With pictures omitted, restate the data word for word.

===== MATERIAL SHOWN

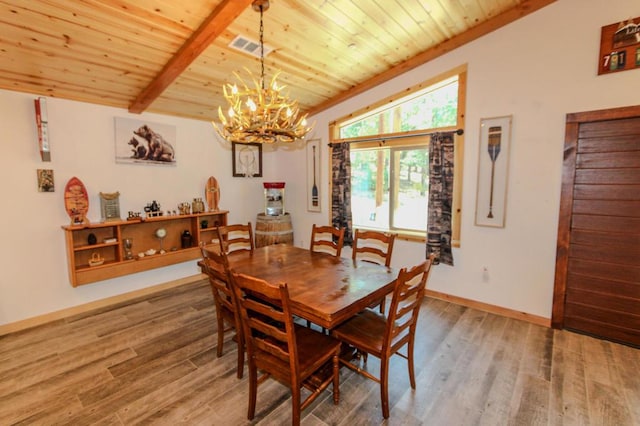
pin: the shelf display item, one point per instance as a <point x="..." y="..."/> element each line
<point x="274" y="198"/>
<point x="212" y="194"/>
<point x="76" y="201"/>
<point x="96" y="260"/>
<point x="110" y="206"/>
<point x="161" y="234"/>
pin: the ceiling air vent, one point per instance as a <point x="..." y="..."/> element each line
<point x="252" y="47"/>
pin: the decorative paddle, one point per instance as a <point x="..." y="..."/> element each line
<point x="314" y="189"/>
<point x="495" y="138"/>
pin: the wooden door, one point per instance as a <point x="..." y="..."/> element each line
<point x="597" y="281"/>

==========

## ANSWER SECTION
pin: the shelf display item, one point per instance as a <point x="..." y="..."/> element each line
<point x="274" y="198"/>
<point x="212" y="194"/>
<point x="76" y="201"/>
<point x="96" y="260"/>
<point x="110" y="206"/>
<point x="161" y="234"/>
pin: the ceiling air vent, one point per instance as a <point x="..." y="..."/> element each line
<point x="252" y="47"/>
pin: the decorative paddle, one point per instance as a <point x="..." y="..."/> element each line
<point x="314" y="189"/>
<point x="495" y="138"/>
pin: the wooden door, one point per instance as a <point x="..." y="..."/> element each line
<point x="597" y="281"/>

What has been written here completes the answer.